DATA SECTION:
================================

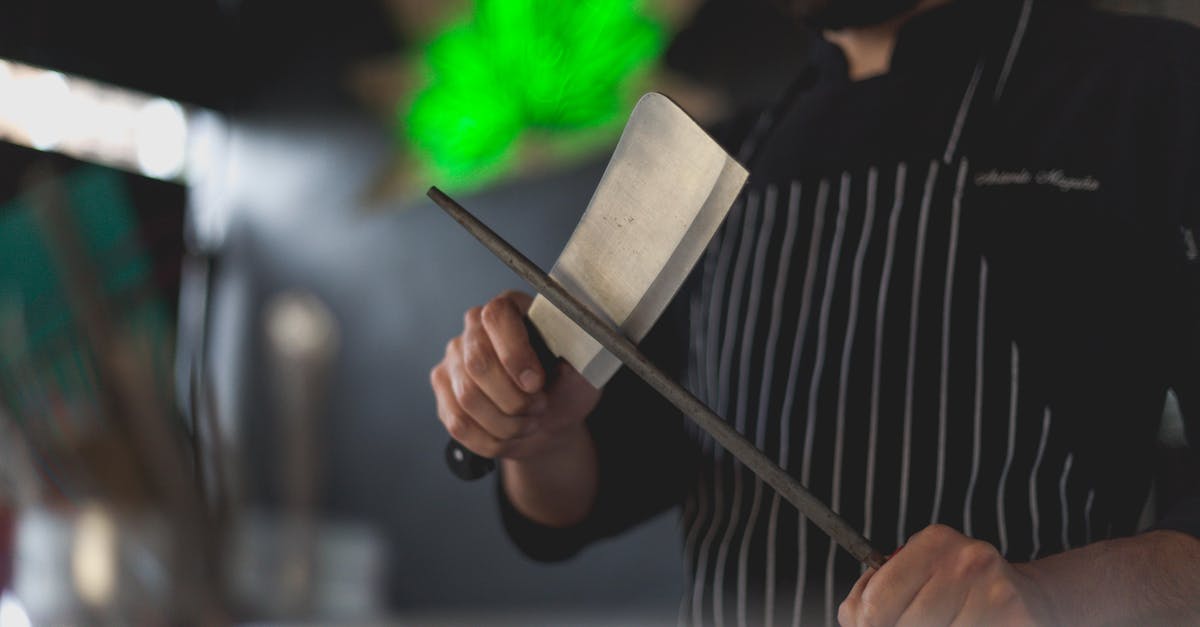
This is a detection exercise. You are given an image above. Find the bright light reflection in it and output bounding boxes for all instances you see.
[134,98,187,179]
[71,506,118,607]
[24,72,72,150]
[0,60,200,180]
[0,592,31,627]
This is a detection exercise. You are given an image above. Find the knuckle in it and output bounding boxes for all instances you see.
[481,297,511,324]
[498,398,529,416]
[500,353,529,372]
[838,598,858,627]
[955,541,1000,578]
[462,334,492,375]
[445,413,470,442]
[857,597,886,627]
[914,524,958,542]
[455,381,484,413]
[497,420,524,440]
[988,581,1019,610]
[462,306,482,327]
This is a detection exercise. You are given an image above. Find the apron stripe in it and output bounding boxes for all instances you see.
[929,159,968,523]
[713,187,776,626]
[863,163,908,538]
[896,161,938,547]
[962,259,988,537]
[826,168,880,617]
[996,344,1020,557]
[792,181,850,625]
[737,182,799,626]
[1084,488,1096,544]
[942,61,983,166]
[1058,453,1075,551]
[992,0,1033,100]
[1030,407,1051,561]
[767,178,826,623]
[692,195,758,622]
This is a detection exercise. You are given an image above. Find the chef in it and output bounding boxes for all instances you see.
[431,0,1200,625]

================================

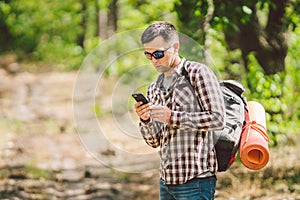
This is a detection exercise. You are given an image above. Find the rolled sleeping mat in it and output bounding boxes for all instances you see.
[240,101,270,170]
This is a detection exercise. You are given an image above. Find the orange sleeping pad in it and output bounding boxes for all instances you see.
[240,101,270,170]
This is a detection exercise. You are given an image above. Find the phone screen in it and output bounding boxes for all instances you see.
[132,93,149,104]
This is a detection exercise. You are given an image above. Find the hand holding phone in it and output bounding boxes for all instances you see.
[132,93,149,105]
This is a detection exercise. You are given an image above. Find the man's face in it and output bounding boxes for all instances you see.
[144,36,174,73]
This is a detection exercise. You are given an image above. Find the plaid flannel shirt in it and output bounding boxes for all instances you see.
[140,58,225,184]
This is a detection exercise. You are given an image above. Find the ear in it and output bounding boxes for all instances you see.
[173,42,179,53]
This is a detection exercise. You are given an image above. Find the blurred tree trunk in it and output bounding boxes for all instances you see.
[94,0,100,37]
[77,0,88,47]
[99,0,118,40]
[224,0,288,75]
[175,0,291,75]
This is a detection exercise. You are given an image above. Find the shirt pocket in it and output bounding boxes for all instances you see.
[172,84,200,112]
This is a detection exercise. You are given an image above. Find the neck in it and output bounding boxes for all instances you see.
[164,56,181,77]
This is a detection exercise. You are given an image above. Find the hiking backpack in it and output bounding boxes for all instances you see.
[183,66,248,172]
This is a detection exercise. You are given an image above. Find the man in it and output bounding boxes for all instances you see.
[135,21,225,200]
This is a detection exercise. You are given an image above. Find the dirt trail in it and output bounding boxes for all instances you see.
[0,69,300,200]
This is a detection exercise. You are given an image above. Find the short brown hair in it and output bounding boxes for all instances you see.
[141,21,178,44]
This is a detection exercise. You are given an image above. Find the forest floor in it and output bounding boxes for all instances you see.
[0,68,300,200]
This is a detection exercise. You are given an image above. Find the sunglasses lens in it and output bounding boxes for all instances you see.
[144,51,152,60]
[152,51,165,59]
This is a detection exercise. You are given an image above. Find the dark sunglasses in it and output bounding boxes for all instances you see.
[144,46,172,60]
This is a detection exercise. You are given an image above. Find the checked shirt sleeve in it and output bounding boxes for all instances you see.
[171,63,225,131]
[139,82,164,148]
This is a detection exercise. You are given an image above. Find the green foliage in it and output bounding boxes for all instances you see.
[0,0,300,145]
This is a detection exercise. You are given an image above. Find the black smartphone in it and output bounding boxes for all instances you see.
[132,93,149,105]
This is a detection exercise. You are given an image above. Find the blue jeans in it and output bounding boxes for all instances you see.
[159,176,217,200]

================================

PROBLEM DESCRIPTION:
Render the stretch of records above from the line containing "Find the sunglasses" through the line containing "[0,0,300,145]" as a JSON list of strings, one string per line and no blank lines.

RIGHT ANSWER:
[
  "This is a detection exercise. You are given an image above. Find the sunglasses lens in it and output bounding boxes for all instances you see.",
  "[144,51,152,60]",
  "[152,51,165,59]",
  "This is a detection exercise. You are given an image above. Find the dark sunglasses in it and output bounding boxes for all instances you see.",
  "[144,46,172,60]",
  "This is a detection exercise. You are given an image above. Find the checked shirt sleeve in it and output bounding boxes for all instances you see.",
  "[171,63,225,131]",
  "[139,82,164,148]",
  "This is a detection exercise. You are given an image above. Find the green foliage in it and output bounding boxes for all instances you see.",
  "[0,0,300,145]"
]